◆ What this task involves: Reproduce the entries below with every occurrence of "point_to" replaced by "locate_all", leaving all other text unchanged.

--- START Information given ---

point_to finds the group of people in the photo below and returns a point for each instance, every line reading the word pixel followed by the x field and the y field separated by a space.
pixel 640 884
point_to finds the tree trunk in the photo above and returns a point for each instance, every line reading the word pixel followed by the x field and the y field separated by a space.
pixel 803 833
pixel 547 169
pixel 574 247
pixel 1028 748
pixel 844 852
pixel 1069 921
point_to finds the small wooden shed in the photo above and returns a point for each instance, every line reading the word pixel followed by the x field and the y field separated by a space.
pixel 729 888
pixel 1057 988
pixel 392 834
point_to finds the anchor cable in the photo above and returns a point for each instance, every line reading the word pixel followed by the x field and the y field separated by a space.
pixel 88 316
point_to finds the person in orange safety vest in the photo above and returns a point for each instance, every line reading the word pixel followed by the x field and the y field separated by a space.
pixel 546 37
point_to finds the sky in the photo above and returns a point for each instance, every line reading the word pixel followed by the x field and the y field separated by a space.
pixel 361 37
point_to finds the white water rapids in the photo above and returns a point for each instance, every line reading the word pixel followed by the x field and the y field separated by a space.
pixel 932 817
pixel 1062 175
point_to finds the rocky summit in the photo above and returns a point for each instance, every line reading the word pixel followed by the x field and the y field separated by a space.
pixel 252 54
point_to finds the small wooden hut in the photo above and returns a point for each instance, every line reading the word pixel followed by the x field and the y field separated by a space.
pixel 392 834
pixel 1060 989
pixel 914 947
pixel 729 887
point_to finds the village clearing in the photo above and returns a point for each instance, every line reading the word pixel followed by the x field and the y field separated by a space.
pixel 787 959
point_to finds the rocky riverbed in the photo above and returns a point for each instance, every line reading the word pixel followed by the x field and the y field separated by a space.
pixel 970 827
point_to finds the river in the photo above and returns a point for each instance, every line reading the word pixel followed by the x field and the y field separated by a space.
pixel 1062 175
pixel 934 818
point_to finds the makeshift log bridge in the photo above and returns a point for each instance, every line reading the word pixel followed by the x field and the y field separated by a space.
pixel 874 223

--- END Information given ---

◆ Answer to this exercise:
locate_all finds the group of people in the photo below and returns a point for each instance, every line reading the word pixel followed by the x field and the y field separated by a space.
pixel 640 884
locate_all finds the tree trunk in the photo above and returns a point for each instance, every line reading the word pixel followed by the x field and the y field separated by a space.
pixel 803 833
pixel 547 169
pixel 574 247
pixel 1028 748
pixel 844 852
pixel 1069 921
locate_all finds the small wooden shed in the photo above and returns a point for each instance, every line reading the word pixel followed by the x field and the y field separated by a space.
pixel 729 888
pixel 1057 988
pixel 392 834
locate_all finds the anchor cable in the photo above and returns a point for each instance, every line reading the word pixel followed by the x field and the y field separated by a space.
pixel 88 316
locate_all finds the person in orange safety vest in the photo above and returns a point for each instance, every line reading the word pixel followed by the x field and the y field separated by a space.
pixel 546 37
locate_all finds the sky in the photo above and returns a point for each instance, every line reading the word pixel followed by the x field and the y field separated by a space.
pixel 361 37
locate_all finds the white water rapids in the photo above and returns a point for each instance, every line reading the word pixel followed by the x field and the y field separated by a space.
pixel 932 817
pixel 1062 175
locate_all finds the rocky summit in the photo above and returns a point for each instance, every line reading the word pixel followed by the x field and the y field separated by a space.
pixel 252 54
locate_all finds the small wooden hut in the photo above and returns a point for each instance, every line reading the word pixel followed by the x field and the y field separated by a space.
pixel 392 834
pixel 1060 989
pixel 914 947
pixel 729 887
locate_all finds the village clearing in the photo above and returns a point for each instance, every line reading the word pixel followed by the x field and the y field separated by a space.
pixel 787 959
locate_all finds the rocky riverbed in the photo above and returns a point for each instance, every line reading the word pixel followed by the x field and the y field separated by a space.
pixel 970 827
locate_all finds the river in the photo above and returns a point for each instance, every line reading the word pixel followed by the x field and the y field separated by a space.
pixel 1062 175
pixel 934 818
locate_all finds the makeshift log bridge in the photo above and returns a point for each instance, every line reading the word pixel followed by the x field and the y field separated by a space.
pixel 874 223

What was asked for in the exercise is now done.